** Extract to read **
Skip to content

[ICLR2025] Breaking Throughput-Latency Trade-off for Long Sequences with Speculative Decoding

License

Notifications You must be signed in to change notification settings

Infini-AI-Lab/MagicDec

Folders and files

NameName
Last commit message
Last commit date

Latest commit

09cd671 · Nov 28, 2024
Nov 16, 2024
Nov 16, 2024
Sep 5, 2024
Aug 23, 2024
Nov 28, 2024
Sep 28, 2024
Aug 5, 2024
Nov 28, 2024
Nov 16, 2024
Aug 29, 2024
Sep 5, 2024
Aug 9, 2024
Nov 14, 2024
Aug 9, 2024

Repository files navigation

MagicDec: Breaking Throughput-Latency Trade-off for Long Context Generation
with Speculative Decoding

Jian Chen*1, Vashisth Tiwari*1, Ranajoy Sadhukhan*1, Zhuoming Chen1, Jinyuan Shi2, Ian En-Hsu Yen2, Beidi Chen1,3
1Carnegie Mellon University 2Moffett AI 3Meta AI (FAIR)
[Paper] | [Blog]

Update

  • Supports flashinfer and paged attention to further accelerate inference.
  • Supports SnapKV-based drafting for higher speculation quality.
  • Supppots Qwen2.5-[7B,14B,32B], Yi-1.5-[6B,34B], Mistral-7B-v0.1 and Mistral-7B-v0.1.
  • Please make sure PyTorch version greater than 2.5 to use the new features like custom all-reduce.

** Source data **
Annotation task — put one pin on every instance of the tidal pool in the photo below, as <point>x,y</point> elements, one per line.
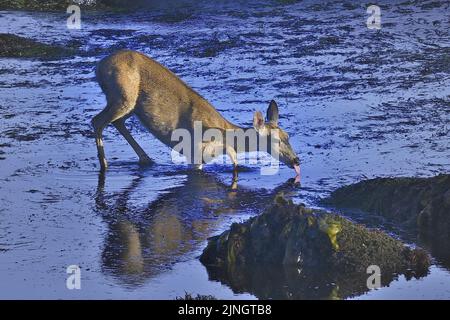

** Objectives **
a) What PyTorch version does the MagicDec page require for new features like custom all-reduce?
b) Summarize the MagicDec page in two sentences.

** Answers by task **
a) A PyTorch version greater than 2.5.

b) MagicDec uses speculative decoding to break the throughput-latency trade-off for long context generation, and its authors are from Carnegie Mellon University, Moffett AI, and Meta AI (FAIR). Updates add flashinfer and paged attention for faster inference and SnapKV-based drafting for higher speculation quality, and new features such as custom all-reduce need a PyTorch version greater than 2.5.